··· Wpisy danych ···
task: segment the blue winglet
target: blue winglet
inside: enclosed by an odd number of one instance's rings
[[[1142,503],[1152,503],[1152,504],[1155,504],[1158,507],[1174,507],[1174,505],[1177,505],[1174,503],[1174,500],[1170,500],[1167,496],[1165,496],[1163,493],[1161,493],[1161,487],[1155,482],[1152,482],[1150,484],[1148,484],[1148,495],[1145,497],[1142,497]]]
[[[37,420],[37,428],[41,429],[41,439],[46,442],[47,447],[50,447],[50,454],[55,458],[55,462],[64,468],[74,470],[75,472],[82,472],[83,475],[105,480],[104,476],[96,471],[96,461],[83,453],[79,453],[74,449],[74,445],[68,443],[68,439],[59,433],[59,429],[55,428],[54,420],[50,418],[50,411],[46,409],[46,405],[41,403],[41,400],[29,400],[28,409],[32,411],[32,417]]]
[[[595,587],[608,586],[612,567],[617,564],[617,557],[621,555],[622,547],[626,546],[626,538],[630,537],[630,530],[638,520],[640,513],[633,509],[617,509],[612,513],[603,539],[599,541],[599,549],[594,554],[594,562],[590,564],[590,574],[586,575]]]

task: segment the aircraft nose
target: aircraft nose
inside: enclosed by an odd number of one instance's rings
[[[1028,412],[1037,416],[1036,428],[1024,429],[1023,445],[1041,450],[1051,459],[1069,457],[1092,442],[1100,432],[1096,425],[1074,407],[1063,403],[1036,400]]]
···
» Zadanie
Przedstaw wszystkie wiersze powyższego wykazu jako listę numerowaną, pomijając puste wiersze.

» Rozwiązanie
1. task: segment the blue winglet
2. target: blue winglet
3. inside: enclosed by an odd number of one instance's rings
4. [[[1142,503],[1152,503],[1152,504],[1155,504],[1158,507],[1174,507],[1174,505],[1177,505],[1174,503],[1174,500],[1170,500],[1167,496],[1165,496],[1163,493],[1161,493],[1161,487],[1155,482],[1152,482],[1150,484],[1148,484],[1148,495],[1145,497],[1142,497]]]
5. [[[37,420],[37,428],[41,429],[41,439],[46,442],[47,447],[50,447],[50,454],[55,458],[55,462],[64,468],[74,470],[75,472],[82,472],[83,475],[105,480],[104,476],[96,471],[96,461],[83,453],[79,453],[74,449],[74,445],[68,443],[68,439],[59,433],[59,429],[55,428],[54,420],[50,418],[50,411],[46,409],[46,405],[41,403],[41,400],[29,400],[28,409],[32,411],[32,417]]]
6. [[[595,587],[608,586],[612,567],[617,564],[617,557],[621,555],[622,547],[626,546],[626,538],[630,537],[630,530],[638,520],[640,513],[633,509],[617,509],[612,513],[603,539],[599,541],[599,549],[594,554],[594,562],[590,564],[590,574],[586,575]]]
7. task: segment the aircraft nose
8. target: aircraft nose
9. inside: enclosed by an odd number of one instance's rings
10. [[[1028,412],[1037,416],[1036,428],[1024,429],[1023,445],[1041,450],[1051,459],[1069,457],[1092,442],[1100,432],[1096,425],[1074,407],[1063,403],[1036,400]]]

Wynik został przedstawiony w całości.